------ INFORMATION ------
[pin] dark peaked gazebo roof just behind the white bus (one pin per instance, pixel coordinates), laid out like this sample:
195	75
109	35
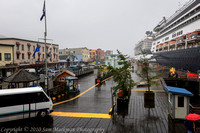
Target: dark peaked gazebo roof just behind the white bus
22	76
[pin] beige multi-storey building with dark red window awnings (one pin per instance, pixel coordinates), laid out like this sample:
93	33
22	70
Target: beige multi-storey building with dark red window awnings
24	49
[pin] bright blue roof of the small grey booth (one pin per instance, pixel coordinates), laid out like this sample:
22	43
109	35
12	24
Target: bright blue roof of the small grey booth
176	90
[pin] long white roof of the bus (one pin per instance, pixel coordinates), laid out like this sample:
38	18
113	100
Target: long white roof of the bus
20	90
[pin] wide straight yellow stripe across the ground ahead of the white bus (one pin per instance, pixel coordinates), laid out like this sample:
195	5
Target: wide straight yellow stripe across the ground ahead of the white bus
85	115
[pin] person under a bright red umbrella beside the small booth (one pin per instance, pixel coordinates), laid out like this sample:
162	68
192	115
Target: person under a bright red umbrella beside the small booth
191	118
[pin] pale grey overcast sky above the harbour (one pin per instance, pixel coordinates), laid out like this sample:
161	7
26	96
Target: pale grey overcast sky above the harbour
105	24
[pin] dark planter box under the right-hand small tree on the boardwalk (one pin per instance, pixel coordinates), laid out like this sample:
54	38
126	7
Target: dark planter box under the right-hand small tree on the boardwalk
149	99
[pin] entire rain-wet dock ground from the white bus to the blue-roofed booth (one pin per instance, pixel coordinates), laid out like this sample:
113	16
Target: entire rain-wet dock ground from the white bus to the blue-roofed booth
97	101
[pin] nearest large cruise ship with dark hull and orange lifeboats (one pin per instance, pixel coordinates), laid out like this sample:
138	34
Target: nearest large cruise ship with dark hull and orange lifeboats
177	39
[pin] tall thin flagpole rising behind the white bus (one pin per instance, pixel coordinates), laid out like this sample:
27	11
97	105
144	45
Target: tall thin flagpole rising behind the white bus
45	39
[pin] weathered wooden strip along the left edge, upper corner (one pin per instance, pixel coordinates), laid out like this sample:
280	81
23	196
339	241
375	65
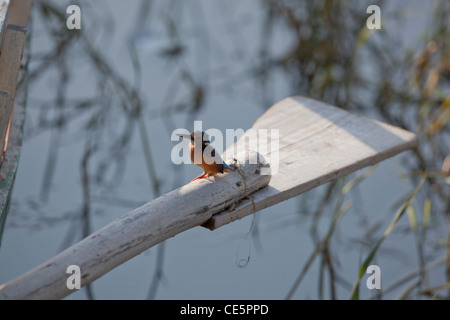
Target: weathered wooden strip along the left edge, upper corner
12	110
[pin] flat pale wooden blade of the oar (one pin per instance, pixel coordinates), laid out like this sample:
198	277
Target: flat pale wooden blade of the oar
317	144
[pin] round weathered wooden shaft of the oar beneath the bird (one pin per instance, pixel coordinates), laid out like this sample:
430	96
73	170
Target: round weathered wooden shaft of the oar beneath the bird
162	218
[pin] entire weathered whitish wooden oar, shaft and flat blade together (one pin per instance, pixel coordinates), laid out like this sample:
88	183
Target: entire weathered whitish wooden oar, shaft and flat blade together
317	143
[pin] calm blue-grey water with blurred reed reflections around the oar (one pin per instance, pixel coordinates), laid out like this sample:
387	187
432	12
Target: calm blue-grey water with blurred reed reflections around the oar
104	100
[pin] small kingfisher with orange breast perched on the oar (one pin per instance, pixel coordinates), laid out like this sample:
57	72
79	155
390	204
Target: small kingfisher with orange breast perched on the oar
207	157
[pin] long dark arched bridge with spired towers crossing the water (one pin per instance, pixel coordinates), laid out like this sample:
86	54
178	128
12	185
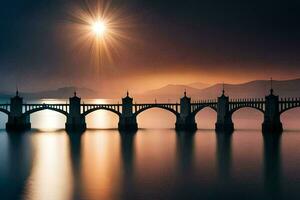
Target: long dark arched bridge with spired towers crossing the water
271	106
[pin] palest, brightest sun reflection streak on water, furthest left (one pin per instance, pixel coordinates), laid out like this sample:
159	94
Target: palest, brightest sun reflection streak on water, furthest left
50	177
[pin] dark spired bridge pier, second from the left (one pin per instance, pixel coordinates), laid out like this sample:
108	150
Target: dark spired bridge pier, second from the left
75	121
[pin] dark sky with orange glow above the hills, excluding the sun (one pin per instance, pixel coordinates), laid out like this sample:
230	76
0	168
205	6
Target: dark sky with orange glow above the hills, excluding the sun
167	42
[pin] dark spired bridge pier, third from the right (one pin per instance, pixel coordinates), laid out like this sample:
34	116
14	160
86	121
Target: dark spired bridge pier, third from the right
185	121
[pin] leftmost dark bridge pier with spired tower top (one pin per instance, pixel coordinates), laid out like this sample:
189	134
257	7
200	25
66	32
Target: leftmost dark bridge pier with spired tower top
16	120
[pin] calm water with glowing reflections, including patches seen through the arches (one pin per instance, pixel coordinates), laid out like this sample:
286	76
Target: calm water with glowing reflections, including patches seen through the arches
155	163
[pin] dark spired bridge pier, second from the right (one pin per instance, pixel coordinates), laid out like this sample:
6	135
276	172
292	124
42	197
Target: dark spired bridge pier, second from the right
224	117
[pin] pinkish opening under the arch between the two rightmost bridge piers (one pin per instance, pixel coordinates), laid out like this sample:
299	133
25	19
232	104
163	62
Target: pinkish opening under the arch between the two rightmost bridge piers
247	117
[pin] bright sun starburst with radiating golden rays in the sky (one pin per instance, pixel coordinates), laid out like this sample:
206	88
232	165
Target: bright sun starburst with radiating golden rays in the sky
101	30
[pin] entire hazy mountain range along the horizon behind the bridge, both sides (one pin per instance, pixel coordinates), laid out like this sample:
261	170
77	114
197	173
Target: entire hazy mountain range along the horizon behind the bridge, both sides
253	89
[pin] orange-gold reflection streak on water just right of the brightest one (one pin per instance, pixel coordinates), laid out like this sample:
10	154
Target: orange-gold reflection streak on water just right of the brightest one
101	164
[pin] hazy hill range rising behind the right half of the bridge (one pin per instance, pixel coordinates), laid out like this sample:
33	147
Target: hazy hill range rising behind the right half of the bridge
253	89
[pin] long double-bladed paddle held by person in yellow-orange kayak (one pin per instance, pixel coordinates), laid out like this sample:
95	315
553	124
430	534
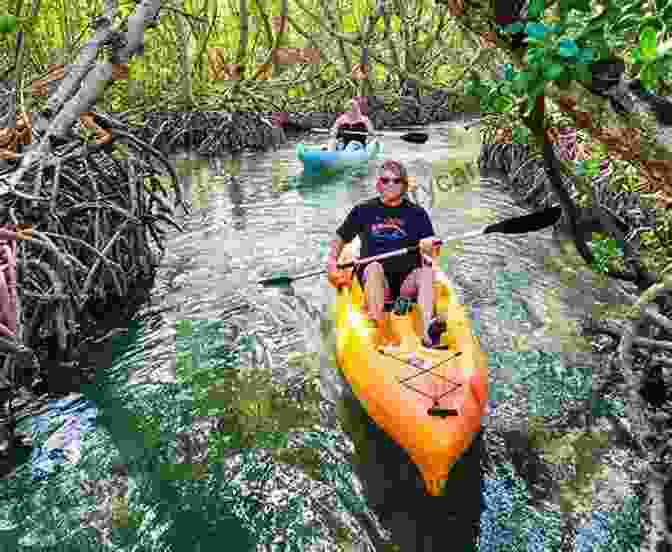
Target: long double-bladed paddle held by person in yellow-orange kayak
518	225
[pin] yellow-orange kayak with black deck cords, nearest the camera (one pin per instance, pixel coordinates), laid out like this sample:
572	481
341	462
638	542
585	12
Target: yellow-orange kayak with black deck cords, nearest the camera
430	401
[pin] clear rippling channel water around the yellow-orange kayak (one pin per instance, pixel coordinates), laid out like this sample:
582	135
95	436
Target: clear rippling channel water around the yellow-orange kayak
208	318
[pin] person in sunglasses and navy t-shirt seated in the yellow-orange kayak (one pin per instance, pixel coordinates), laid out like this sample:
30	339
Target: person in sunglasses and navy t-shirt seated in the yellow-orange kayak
383	224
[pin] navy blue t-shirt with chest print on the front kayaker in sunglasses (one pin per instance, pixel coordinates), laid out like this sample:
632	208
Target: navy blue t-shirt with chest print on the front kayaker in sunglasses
383	229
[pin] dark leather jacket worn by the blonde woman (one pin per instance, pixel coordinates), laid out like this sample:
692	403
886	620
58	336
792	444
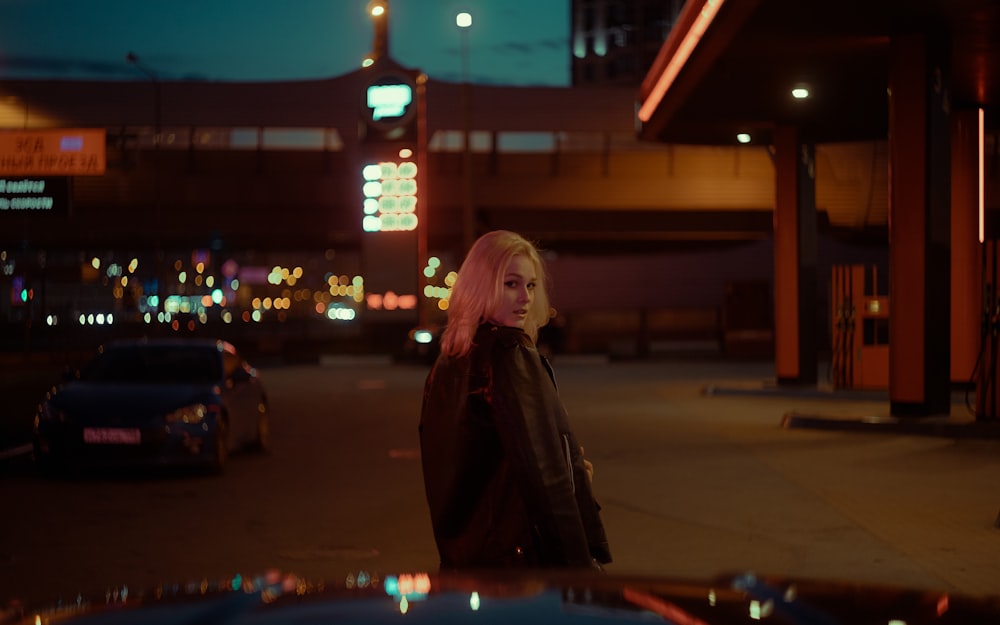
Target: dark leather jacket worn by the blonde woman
503	472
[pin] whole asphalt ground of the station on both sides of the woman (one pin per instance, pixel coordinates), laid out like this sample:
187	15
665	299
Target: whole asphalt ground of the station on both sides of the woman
691	486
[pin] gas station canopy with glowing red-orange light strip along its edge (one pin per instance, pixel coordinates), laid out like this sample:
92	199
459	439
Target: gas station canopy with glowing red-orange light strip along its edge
738	76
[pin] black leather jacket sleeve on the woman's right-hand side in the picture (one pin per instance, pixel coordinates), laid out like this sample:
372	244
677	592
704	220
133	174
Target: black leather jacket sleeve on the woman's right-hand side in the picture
527	412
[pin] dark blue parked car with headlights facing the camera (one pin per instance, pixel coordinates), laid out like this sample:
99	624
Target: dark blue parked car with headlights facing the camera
153	402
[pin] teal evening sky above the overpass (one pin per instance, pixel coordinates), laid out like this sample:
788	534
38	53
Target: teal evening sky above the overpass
511	42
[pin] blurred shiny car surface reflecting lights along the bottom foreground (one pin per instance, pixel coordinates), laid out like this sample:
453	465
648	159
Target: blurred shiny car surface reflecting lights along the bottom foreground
530	597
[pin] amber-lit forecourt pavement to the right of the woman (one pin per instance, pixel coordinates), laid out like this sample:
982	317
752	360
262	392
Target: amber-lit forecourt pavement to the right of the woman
726	472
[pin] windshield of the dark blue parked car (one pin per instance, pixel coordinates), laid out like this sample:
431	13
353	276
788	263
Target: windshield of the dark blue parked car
158	364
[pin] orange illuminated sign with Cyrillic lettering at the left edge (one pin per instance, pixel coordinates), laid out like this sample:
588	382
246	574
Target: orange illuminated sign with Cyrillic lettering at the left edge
53	152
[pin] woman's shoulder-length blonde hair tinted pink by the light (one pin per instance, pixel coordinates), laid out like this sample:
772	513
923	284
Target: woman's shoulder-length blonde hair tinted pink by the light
478	290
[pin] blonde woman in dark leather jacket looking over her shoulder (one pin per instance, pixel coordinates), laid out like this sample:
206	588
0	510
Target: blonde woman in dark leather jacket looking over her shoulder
506	481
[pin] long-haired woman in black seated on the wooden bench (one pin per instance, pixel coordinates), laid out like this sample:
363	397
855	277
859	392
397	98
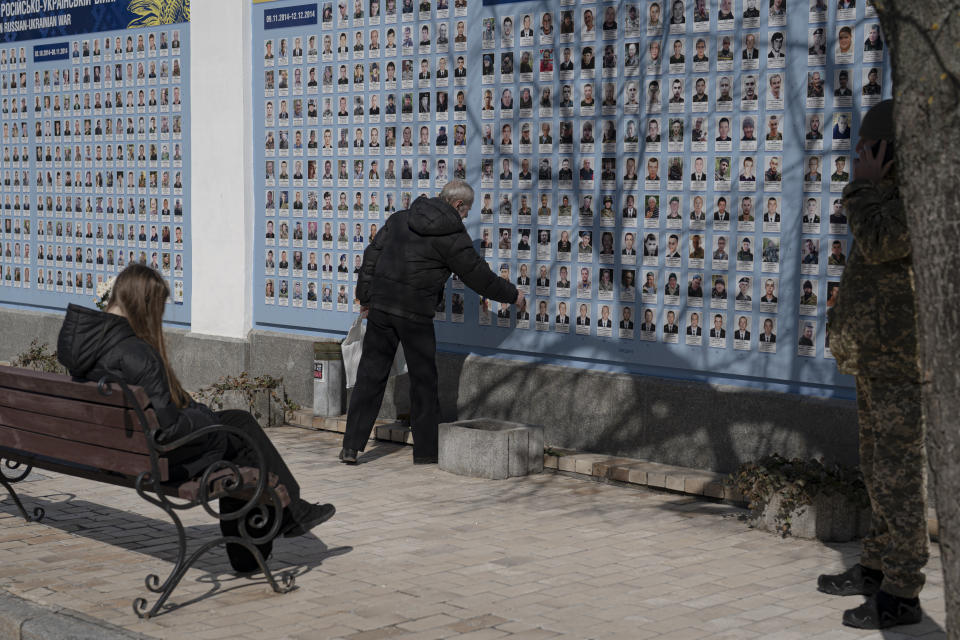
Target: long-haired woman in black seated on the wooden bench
127	341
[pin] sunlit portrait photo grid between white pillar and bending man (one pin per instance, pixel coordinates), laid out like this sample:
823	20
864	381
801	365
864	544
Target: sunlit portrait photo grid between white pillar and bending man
361	112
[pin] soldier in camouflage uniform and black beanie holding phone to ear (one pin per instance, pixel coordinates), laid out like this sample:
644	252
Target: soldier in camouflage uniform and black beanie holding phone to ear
873	335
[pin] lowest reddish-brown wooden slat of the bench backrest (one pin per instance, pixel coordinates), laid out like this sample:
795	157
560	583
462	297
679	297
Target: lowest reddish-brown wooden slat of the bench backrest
79	453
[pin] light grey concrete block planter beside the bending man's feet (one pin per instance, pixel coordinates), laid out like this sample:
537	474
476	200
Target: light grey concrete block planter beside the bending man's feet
491	449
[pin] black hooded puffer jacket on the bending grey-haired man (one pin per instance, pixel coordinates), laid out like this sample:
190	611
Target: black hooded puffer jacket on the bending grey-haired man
409	260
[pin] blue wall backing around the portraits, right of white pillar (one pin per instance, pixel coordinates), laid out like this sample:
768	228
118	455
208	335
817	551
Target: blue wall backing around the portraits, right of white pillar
------
DIRECTIONS:
All lines from the one that contains "[pin] soldier in" to the last line above must be given again exactly, with both included and nothing added.

PROBLEM SOLUTION:
[pin] soldier in camouflage uniform and black beanie holding phone to ear (one pin per instance, pixel coordinates), laid out like this sample:
644	252
Target: soldier in camouflage uniform and black beanie holding phone to ear
873	335
[pin] lowest reddish-brown wooden slat of the bench backrest (one pin per instance, pixel coordinates), laid out like this sample:
795	157
560	583
462	297
679	297
Target: lowest reddish-brown wooden slat of the bench backrest
79	453
[pin] light grey concrete block planter beside the bending man's feet (one pin per instance, pixel coordinates), laid out like this sample:
537	474
476	200
Target: light grey concrete block planter beside the bending man's feet
491	449
[pin] black hooded puffer jacket on the bending grey-haired man (one pin per instance, pixel coordinates), laid out like this sample:
190	611
Target: black hooded puffer jacket on the bending grey-haired man
409	260
[pin] blue wall backing around the portraits, right of white pillar (one pin per instance, pixel coordinates), laid out like this sample:
768	228
118	455
208	335
817	551
Target: blue wall backing around the portraits, right of white pillar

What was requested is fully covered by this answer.